## WHAT YOU NEED TO DO:
Render the lines of the material as a JSON list of strings, one string per line and no blank lines. Begin with the line containing "Task: locate the bokeh" and continue through the end of the material.

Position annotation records
■ ■ ■ ■ ■
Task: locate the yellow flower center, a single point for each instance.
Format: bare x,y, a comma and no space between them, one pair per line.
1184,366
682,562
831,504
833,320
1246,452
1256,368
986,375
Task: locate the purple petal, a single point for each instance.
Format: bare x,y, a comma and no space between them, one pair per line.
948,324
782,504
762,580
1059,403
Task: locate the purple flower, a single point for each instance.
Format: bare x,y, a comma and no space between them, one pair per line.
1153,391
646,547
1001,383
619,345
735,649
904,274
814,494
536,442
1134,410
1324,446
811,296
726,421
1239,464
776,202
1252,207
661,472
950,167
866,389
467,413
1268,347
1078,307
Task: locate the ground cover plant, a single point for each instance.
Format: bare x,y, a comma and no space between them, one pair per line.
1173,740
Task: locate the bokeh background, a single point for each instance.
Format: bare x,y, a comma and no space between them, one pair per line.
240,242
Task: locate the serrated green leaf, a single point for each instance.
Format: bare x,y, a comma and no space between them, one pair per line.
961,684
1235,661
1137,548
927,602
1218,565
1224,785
■ ■ ■ ■ ■
## SOLUTION TO THIS PROBLEM:
[
  "Task: locate the bokeh background, a single point for each instance.",
  "Format: bare x,y, a comma and no space between them, one pair per line.",
  "240,242",
  "Task: locate the serrated green leaf, a single point for each instance.",
  "Format: bare x,y, a comma and no space between them, one pair per line.",
  "961,684",
  "1235,661",
  "1137,548",
  "927,602",
  "1218,565",
  "1224,785"
]